Hace una tarde espléndida, ideal para salir al aire: cielo
nítido, despejado, calma y temperatura agradable.
-Amiga Cobra, ¿dónde nos dirigimos esta vez? Mientras esto
dice cierra los ojos, se concentra, se deja guiar.
Ya se oye el sibilante ronroneo del motor, su bravura de
máquina de raza, su fuerza aún.
Y mira que decir que ya no servías, que había que llevarte
al desguace. Qué idiotas ellos, que poco saben.
Rodríguez se deja mecer, como otras tardes igual que
aquélla, rememora tantas hazañas vividas ella y él, tantas vidas salvadas.
Cuánto correr, cuántos nervios por llegar a tiempo, cuánta entrega por no
perder.
Abre los ojos para disfrutar de la panorámica a la que le
conduce su fiel Culebra. Qué hermoso es el horizonte, nunca dejará de admirar
la magnificencia de la naturaleza.

- _CONSIGNAS DE TRABAJO_
**A.** Copia literalmente el pasaje del relato sobre Rodríguez desde "Hace una tarde" hasta "tantas vidas salvadas.".
**B.** Indica si cada afirmación concuerda con el relato sobre Rodríguez. Responde sí o no y cita entre comillas las palabras del relato que lo deciden. (i) La tarde está nublada y hace viento. (ii) Hubo quienes opinaban que la máquina debía ir al desguace. (iii) Rodríguez cierra los ojos al final para no ver el horizonte.

- _DATOS PARA ANALIZAR_
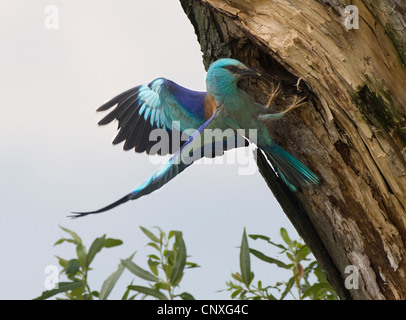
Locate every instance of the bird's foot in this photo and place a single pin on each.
(296, 104)
(275, 93)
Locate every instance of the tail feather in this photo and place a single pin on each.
(292, 172)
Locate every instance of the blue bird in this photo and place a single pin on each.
(162, 104)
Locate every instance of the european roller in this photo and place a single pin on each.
(163, 104)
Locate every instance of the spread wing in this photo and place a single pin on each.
(160, 104)
(192, 150)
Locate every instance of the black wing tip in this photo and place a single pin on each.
(75, 215)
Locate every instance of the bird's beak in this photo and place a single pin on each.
(248, 72)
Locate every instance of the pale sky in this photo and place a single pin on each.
(56, 159)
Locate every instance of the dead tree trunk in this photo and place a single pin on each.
(352, 133)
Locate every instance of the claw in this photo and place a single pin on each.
(275, 93)
(297, 103)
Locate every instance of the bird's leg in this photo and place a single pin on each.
(274, 116)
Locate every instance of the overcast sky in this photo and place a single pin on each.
(56, 159)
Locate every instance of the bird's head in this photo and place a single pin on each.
(223, 75)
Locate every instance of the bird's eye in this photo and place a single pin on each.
(232, 69)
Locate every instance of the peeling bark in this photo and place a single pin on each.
(352, 133)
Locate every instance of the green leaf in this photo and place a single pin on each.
(62, 262)
(285, 237)
(149, 292)
(62, 240)
(303, 252)
(289, 286)
(110, 243)
(76, 238)
(110, 282)
(317, 290)
(150, 235)
(180, 258)
(95, 248)
(138, 271)
(245, 263)
(72, 267)
(81, 253)
(258, 236)
(154, 245)
(265, 258)
(153, 265)
(62, 287)
(237, 276)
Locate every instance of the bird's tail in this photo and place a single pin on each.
(292, 172)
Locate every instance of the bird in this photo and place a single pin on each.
(166, 106)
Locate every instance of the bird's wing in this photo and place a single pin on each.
(292, 172)
(192, 150)
(155, 106)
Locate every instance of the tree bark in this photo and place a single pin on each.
(352, 133)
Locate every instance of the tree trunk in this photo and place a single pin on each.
(352, 133)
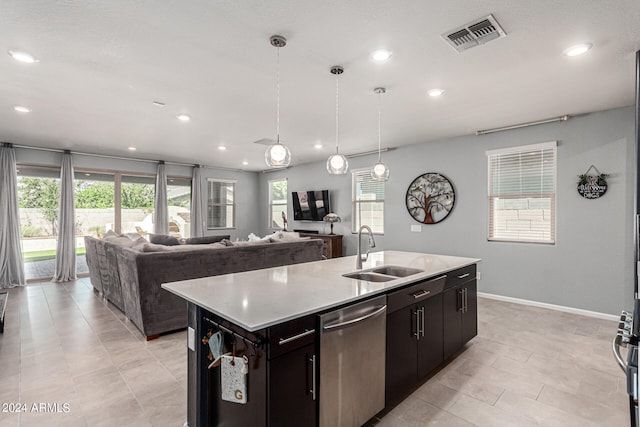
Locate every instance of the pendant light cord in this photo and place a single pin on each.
(278, 94)
(379, 125)
(337, 106)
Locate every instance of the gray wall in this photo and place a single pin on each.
(591, 265)
(246, 186)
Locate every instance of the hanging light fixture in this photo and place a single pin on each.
(380, 171)
(278, 155)
(337, 164)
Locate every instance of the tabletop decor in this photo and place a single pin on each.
(331, 218)
(592, 186)
(430, 198)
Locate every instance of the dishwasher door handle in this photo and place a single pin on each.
(337, 325)
(616, 352)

- _RESULTADOS POR TAREA_
**A.**
Hace una tarde espléndida, ideal para salir al aire: cielo
nítido, despejado, calma y temperatura agradable.
-Amiga Cobra, ¿dónde nos dirigimos esta vez? Mientras esto
dice cierra los ojos, se concentra, se deja guiar.
Ya se oye el sibilante ronroneo del motor, su bravura de
máquina de raza, su fuerza aún.
Y mira que decir que ya no servías, que había que llevarte
al desguace. Qué idiotas ellos, que poco saben.
Rodríguez se deja mecer, como otras tardes igual que
aquélla, rememora tantas hazañas vividas ella y él, tantas vidas salvadas.

**B.**
(i) No: "cielo nítido, despejado, calma y temperatura agradable".
(ii) Sí: "Y mira que decir que ya no servías, que había que llevarte al desguace".
(iii) No: "Abre los ojos para disfrutar de la panorámica".